**Exercise objective:**
The entries below are to be written out again without alteration.

* Start *

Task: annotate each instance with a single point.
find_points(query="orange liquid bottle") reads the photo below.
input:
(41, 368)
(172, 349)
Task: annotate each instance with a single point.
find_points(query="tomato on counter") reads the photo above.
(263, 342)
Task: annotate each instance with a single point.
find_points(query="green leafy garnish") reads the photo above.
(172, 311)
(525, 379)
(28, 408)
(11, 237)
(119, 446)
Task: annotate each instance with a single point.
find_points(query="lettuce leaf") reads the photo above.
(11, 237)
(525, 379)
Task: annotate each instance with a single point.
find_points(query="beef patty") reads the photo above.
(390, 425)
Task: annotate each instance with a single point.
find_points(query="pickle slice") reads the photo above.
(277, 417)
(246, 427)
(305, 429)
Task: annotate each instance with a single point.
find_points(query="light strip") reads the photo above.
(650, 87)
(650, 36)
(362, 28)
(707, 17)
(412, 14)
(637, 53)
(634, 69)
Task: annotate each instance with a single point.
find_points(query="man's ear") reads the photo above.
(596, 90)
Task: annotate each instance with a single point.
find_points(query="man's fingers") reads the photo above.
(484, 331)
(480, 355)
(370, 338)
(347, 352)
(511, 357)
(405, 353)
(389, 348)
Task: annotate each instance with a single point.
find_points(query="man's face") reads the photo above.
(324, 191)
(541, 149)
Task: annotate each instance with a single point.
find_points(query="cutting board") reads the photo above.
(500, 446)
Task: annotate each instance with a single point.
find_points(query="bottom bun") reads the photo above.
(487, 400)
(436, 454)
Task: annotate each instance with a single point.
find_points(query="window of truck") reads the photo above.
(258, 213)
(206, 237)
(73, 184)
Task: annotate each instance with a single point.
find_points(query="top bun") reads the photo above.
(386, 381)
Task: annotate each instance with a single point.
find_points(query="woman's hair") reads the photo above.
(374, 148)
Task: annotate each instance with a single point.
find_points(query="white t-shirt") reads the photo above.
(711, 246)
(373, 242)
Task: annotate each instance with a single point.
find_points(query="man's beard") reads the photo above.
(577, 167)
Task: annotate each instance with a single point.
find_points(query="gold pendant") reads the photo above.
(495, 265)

* End *

**Written response:**
Task: annotate each instance with a single point.
find_points(query="orange liquid bottle") reads the photo below.
input:
(41, 368)
(172, 349)
Task: annotate each instance with a single point.
find_points(query="tomato on counter") reads the photo above.
(263, 342)
Task: annotate each instance with a single point.
find_points(query="green leafy garnish") reads the photo above.
(172, 311)
(525, 379)
(28, 408)
(11, 237)
(119, 446)
Task: annotate each instance with a single point.
find_points(query="lettuce leaf") reads the photo above.
(11, 237)
(525, 379)
Task: annotate each instance with a single point.
find_points(query="beef patty") reads the photo above.
(390, 425)
Task: annotate each instance with a single point.
find_points(query="pickle slice") reads the photo above.
(277, 417)
(246, 427)
(305, 429)
Task: annotate each instance with a single point.
find_points(query="light strip") reads the photo above.
(650, 87)
(650, 36)
(362, 28)
(707, 17)
(412, 14)
(637, 53)
(634, 69)
Task: annotate each instance with a single point.
find_points(query="man's ear") reads the photo above.
(596, 90)
Task: annotate each instance with a single point.
find_points(query="man's fingers") reads the photo above.
(484, 331)
(480, 355)
(370, 338)
(347, 352)
(511, 357)
(405, 353)
(389, 348)
Task: annotate each instance with a single point.
find_points(query="man's face") reads the photo above.
(324, 191)
(541, 149)
Task: annotate each instance with a single point.
find_points(query="cutting board") reads the photo above.
(500, 446)
Task: annotate each instance with a single point.
find_points(query="bottom bun") reads the photo above.
(487, 400)
(436, 454)
Task: annotate each instance with a single point.
find_points(query="window of truck") reads the photo above.
(258, 213)
(206, 237)
(73, 184)
Task: annotate each instance with a single point.
find_points(query="top bun") reads the photo above.
(386, 381)
Task: annotate each instance with a single point.
find_points(query="woman's hair") reads the photo above.
(374, 148)
Task: annotate each instance with a single point.
find_points(query="white t-shirt") reads the photo above.
(711, 246)
(373, 242)
Task: annotate each instance with a single point.
find_points(query="man's beard") reads the photo above.
(577, 167)
Task: annotate each instance with a single point.
find_points(query="gold pendant") reads the photo above.
(495, 265)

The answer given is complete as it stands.